### Entries
• • •

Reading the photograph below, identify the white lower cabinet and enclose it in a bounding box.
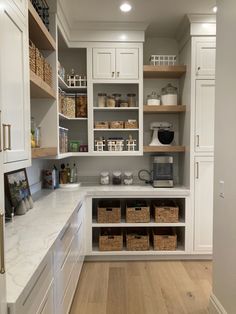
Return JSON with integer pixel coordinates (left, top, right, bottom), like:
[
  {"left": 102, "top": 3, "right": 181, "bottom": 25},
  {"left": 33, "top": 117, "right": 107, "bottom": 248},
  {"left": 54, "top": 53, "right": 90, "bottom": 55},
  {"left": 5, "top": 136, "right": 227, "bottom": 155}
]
[{"left": 194, "top": 157, "right": 214, "bottom": 254}]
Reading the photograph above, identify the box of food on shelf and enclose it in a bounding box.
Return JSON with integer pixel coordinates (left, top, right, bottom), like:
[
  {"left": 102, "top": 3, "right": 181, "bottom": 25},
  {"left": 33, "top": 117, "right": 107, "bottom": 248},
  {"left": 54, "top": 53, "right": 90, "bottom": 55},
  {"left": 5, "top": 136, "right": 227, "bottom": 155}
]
[
  {"left": 152, "top": 227, "right": 177, "bottom": 251},
  {"left": 126, "top": 229, "right": 150, "bottom": 251},
  {"left": 99, "top": 228, "right": 123, "bottom": 251}
]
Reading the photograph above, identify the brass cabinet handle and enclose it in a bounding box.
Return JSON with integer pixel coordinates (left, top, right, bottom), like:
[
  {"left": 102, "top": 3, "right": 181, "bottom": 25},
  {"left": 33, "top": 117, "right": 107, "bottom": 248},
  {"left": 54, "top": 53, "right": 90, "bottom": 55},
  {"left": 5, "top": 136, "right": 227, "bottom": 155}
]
[
  {"left": 0, "top": 110, "right": 2, "bottom": 152},
  {"left": 0, "top": 212, "right": 5, "bottom": 274}
]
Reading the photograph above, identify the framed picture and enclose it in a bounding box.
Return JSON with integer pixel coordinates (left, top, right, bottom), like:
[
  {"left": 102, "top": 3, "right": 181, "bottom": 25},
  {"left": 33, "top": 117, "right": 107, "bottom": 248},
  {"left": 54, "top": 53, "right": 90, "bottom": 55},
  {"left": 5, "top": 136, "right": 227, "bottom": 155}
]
[{"left": 5, "top": 169, "right": 31, "bottom": 209}]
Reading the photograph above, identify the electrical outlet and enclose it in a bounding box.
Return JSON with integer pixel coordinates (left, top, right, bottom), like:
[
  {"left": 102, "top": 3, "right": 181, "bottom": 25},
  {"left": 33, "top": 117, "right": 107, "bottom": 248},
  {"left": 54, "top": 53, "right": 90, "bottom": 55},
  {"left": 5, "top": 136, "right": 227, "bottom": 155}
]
[{"left": 220, "top": 181, "right": 225, "bottom": 198}]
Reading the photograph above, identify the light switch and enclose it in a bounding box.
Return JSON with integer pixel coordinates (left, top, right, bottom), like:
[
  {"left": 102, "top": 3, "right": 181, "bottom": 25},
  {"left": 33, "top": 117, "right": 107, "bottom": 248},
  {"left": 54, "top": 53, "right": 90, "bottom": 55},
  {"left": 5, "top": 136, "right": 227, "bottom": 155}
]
[{"left": 220, "top": 181, "right": 225, "bottom": 198}]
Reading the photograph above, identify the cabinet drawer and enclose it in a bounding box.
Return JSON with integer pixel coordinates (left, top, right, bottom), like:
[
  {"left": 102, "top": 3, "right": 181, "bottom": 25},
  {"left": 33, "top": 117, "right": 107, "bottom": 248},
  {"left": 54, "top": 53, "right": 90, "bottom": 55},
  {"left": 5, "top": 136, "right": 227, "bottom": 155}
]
[{"left": 17, "top": 252, "right": 53, "bottom": 314}]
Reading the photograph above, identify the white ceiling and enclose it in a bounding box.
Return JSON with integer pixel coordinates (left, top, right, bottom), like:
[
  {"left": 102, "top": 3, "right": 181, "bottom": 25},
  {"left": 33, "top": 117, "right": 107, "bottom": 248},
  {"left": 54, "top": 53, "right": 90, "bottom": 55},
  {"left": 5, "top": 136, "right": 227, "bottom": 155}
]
[{"left": 60, "top": 0, "right": 216, "bottom": 37}]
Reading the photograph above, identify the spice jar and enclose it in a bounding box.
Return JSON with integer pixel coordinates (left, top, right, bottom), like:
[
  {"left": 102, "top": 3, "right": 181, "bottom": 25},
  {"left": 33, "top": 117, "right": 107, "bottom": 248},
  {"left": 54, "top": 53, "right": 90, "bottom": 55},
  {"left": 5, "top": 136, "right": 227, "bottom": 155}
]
[
  {"left": 124, "top": 171, "right": 134, "bottom": 185},
  {"left": 98, "top": 93, "right": 107, "bottom": 107},
  {"left": 147, "top": 92, "right": 161, "bottom": 106},
  {"left": 112, "top": 171, "right": 122, "bottom": 185},
  {"left": 161, "top": 84, "right": 178, "bottom": 106},
  {"left": 100, "top": 171, "right": 110, "bottom": 185},
  {"left": 127, "top": 94, "right": 136, "bottom": 107},
  {"left": 107, "top": 96, "right": 116, "bottom": 107},
  {"left": 112, "top": 94, "right": 121, "bottom": 107}
]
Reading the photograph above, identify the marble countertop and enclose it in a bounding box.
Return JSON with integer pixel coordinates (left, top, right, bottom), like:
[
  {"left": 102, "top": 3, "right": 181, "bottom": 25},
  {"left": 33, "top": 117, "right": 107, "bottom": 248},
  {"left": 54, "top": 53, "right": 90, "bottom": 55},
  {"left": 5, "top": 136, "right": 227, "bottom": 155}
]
[{"left": 5, "top": 184, "right": 190, "bottom": 304}]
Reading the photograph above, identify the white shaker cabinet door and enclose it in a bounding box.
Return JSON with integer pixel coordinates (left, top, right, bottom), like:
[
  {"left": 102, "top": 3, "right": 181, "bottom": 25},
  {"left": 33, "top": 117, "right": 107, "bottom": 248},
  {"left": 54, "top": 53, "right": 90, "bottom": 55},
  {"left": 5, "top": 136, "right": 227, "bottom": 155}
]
[
  {"left": 196, "top": 39, "right": 216, "bottom": 78},
  {"left": 194, "top": 157, "right": 214, "bottom": 253},
  {"left": 195, "top": 80, "right": 215, "bottom": 152},
  {"left": 0, "top": 4, "right": 30, "bottom": 164},
  {"left": 93, "top": 48, "right": 115, "bottom": 79},
  {"left": 116, "top": 48, "right": 139, "bottom": 80}
]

• • •

### Goal
From the records above, copy every line that contains the word "white". Match case exactly.

### Reply to the exercise
Reading the photograph below, identify the white lower cabinet and enclose it in a bounding box.
Reading the photograph above, identify the white ceiling and enclose it in a bounding box.
Reading the photograph above, identify the white shaker cabinet door and enclose it in a bounding box.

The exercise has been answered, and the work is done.